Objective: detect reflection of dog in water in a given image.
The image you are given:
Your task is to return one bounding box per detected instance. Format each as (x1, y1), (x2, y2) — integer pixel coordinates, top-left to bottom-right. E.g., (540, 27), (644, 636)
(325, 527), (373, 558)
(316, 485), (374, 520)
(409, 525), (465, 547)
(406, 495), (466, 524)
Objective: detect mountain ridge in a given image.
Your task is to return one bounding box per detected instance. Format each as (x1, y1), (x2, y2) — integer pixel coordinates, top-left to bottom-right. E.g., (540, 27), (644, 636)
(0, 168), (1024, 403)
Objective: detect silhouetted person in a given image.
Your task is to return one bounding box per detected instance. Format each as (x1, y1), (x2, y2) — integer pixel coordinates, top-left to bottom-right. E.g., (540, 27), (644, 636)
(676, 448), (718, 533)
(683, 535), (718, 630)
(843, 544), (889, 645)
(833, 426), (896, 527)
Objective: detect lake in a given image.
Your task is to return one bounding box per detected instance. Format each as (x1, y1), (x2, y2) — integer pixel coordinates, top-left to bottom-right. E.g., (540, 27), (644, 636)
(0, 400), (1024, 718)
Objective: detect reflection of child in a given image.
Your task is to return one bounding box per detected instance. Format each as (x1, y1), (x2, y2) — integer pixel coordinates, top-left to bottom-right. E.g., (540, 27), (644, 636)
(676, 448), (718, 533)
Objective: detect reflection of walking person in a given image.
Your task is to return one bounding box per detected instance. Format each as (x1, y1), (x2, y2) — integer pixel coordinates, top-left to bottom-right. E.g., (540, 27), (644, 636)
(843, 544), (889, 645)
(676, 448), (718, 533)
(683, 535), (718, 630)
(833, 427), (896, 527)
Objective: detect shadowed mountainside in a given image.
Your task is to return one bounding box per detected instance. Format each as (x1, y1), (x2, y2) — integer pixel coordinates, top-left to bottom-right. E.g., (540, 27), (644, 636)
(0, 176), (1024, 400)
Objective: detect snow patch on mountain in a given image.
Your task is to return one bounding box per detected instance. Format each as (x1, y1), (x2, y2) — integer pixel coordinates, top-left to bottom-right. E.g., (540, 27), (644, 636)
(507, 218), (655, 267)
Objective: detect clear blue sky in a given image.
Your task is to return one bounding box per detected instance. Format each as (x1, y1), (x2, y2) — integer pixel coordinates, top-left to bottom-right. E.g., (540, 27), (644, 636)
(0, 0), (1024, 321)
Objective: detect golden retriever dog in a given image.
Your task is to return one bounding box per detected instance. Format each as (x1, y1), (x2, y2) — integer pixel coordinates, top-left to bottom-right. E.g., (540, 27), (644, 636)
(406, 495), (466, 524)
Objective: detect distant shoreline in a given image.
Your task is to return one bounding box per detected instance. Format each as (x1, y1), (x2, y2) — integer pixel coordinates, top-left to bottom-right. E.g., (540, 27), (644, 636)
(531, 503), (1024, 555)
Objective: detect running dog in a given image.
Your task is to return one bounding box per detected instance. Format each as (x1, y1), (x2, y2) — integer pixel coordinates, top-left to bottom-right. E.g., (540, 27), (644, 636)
........
Tujuan Tugas: Salin tanpa mengubah apa pun semua baris mulai dari baris yang memuat "Objective: detect running" sampai baris terakhir materi di atas, termasuk kedua baris ujungnya.

Jawaban Lengkap:
Objective: detect running dog in a given image.
Your task is to return one bounding box per detected instance. Format each as (x1, y1), (x2, y2) — integer pixel coordinates, top-left to bottom-right. E.g., (540, 27), (644, 636)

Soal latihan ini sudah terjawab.